─── Records supplied
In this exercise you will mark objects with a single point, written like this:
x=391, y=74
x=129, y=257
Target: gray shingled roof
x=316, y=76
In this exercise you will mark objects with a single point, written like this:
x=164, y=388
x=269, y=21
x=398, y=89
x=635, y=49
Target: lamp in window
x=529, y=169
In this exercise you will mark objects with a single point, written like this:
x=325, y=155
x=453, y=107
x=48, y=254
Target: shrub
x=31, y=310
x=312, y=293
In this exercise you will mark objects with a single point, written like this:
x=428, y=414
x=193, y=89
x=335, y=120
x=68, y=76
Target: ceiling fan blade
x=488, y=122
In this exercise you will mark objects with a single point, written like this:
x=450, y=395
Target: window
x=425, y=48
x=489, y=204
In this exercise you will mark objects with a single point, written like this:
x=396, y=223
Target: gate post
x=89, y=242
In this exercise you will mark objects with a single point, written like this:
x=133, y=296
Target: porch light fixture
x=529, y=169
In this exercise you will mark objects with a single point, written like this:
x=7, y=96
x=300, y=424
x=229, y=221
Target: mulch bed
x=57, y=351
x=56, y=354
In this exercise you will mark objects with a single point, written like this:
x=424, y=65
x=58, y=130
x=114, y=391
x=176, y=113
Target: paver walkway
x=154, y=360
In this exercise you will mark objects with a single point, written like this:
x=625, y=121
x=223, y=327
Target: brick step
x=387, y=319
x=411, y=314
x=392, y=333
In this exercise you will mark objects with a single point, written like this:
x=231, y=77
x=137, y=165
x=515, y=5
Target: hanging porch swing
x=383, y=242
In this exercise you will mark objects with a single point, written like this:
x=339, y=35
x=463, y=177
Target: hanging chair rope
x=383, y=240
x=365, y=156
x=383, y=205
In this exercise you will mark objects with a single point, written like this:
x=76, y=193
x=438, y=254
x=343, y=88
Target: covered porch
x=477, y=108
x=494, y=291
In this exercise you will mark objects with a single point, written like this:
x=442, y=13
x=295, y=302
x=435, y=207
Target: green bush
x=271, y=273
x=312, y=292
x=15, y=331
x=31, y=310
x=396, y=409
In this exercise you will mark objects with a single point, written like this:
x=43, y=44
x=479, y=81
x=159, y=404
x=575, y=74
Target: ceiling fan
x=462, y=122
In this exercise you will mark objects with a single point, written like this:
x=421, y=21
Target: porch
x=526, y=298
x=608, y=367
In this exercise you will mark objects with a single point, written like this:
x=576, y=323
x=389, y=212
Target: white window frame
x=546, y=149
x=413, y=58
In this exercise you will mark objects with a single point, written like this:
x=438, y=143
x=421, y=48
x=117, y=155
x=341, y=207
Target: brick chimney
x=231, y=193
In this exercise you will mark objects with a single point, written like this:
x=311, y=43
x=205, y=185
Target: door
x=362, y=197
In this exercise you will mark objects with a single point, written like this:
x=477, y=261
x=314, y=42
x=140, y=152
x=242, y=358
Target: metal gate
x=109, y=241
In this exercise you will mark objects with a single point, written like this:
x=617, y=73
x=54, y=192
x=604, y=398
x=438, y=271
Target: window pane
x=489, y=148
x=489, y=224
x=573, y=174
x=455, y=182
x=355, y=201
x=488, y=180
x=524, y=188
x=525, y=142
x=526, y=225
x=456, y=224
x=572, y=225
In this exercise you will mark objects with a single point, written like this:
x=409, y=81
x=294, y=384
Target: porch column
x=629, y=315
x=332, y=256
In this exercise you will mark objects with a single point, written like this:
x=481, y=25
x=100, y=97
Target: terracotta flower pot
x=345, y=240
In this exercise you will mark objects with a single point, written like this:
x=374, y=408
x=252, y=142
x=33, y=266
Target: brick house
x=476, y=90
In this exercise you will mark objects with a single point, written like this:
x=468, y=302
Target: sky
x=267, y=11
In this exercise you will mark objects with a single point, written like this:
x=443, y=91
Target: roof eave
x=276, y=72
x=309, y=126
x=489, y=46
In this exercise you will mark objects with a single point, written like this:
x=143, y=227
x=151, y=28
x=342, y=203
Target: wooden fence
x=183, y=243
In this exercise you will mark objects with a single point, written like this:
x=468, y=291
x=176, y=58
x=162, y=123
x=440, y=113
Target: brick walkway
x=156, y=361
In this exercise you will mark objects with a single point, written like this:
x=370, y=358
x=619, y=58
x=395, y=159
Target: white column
──────
# [Problem to work on]
Without skipping anything, transcribe every line above exactly.

# [Solved problem]
In this exercise you will mark objects with a single point, written like this:
x=391, y=74
x=129, y=257
Target: gray shingled roof
x=316, y=76
In this exercise you will mark objects with a single point, written like this:
x=164, y=388
x=269, y=21
x=398, y=89
x=635, y=49
Target: lamp in window
x=529, y=169
In this exercise you will mark objects with a single point, written like this:
x=325, y=155
x=453, y=107
x=48, y=254
Target: shrub
x=31, y=310
x=312, y=293
In this exercise you will mark objects with a single point, written like this:
x=428, y=414
x=193, y=89
x=335, y=120
x=68, y=76
Target: ceiling fan blade
x=488, y=122
In this exercise you will mark objects with a single point, written like this:
x=450, y=395
Target: window
x=425, y=48
x=489, y=204
In this exercise you will mark objects with a single point, written like this:
x=396, y=223
Target: gate post
x=89, y=242
In this exercise you will mark objects with a single point, written like this:
x=133, y=296
Target: porch light fixture
x=529, y=169
In this exercise you will mark objects with a single point, written like this:
x=7, y=96
x=300, y=424
x=229, y=221
Target: mulch bed
x=57, y=351
x=56, y=354
In this exercise you will mark objects with a single point, written like this:
x=424, y=65
x=58, y=130
x=114, y=391
x=176, y=113
Target: paver walkway
x=154, y=360
In this exercise you will mark objects with a single point, written like this:
x=625, y=121
x=223, y=327
Target: brick step
x=387, y=319
x=411, y=314
x=392, y=333
In this exercise you will mark objects with a single point, written like this:
x=231, y=77
x=137, y=165
x=515, y=5
Target: hanging porch swing
x=383, y=242
In this exercise you will mark objects with a single point, written like this:
x=339, y=35
x=463, y=177
Target: hanging chair rope
x=383, y=240
x=365, y=156
x=383, y=205
In this exercise you will mark objects with a single point, written like this:
x=76, y=193
x=438, y=254
x=343, y=88
Target: covered porch
x=477, y=108
x=494, y=291
In this exercise you will mark objects with a single point, written like this:
x=442, y=13
x=295, y=302
x=435, y=207
Target: green bush
x=271, y=273
x=312, y=292
x=15, y=331
x=31, y=310
x=396, y=409
In this exercise you will mark objects with a single point, written like this:
x=43, y=44
x=479, y=81
x=159, y=404
x=575, y=74
Target: ceiling fan
x=462, y=122
In this exercise you will mark objects with a single point, written like this:
x=421, y=21
Target: porch
x=526, y=298
x=608, y=367
In this exercise you will mark objects with a single point, written like this:
x=576, y=323
x=389, y=212
Target: white window frame
x=546, y=149
x=413, y=58
In this exercise you will mark objects with a single point, written like this:
x=438, y=143
x=421, y=48
x=117, y=155
x=341, y=207
Target: brick chimney
x=231, y=193
In this exercise you will mark objects with a single point, written like this:
x=311, y=43
x=205, y=185
Target: door
x=362, y=197
In this exercise you will mark objects with a single point, written like this:
x=477, y=261
x=314, y=42
x=140, y=152
x=242, y=358
Target: metal gate
x=109, y=241
In this exercise you will mark objects with a single point, written like this:
x=617, y=73
x=54, y=192
x=604, y=398
x=438, y=271
Target: window pane
x=489, y=148
x=489, y=224
x=573, y=174
x=455, y=182
x=355, y=201
x=488, y=180
x=524, y=188
x=525, y=142
x=526, y=225
x=456, y=224
x=572, y=225
In this exercise you will mark objects with a single point, written like this:
x=409, y=81
x=294, y=384
Target: porch column
x=629, y=315
x=332, y=256
In this exercise you will mark objects with a single point, written like this:
x=481, y=25
x=100, y=97
Target: terracotta flower pot
x=345, y=240
In this exercise you will mark objects with a single point, written like this:
x=374, y=408
x=252, y=142
x=33, y=266
Target: brick house
x=476, y=90
In this exercise you will mark objects with a single point, written like this:
x=468, y=302
Target: sky
x=267, y=11
In this exercise you will mark objects with a single point, written like this:
x=443, y=91
Target: roof eave
x=276, y=72
x=309, y=126
x=489, y=46
In this exercise you will mark objects with a single point, written like this:
x=143, y=227
x=151, y=28
x=342, y=203
Target: wooden fence
x=183, y=243
In this exercise you will mark objects with a single point, written like this:
x=468, y=291
x=176, y=58
x=162, y=123
x=440, y=113
Target: brick walkway
x=156, y=361
In this exercise you will mark objects with a single point, written like this:
x=370, y=358
x=619, y=58
x=395, y=159
Target: white column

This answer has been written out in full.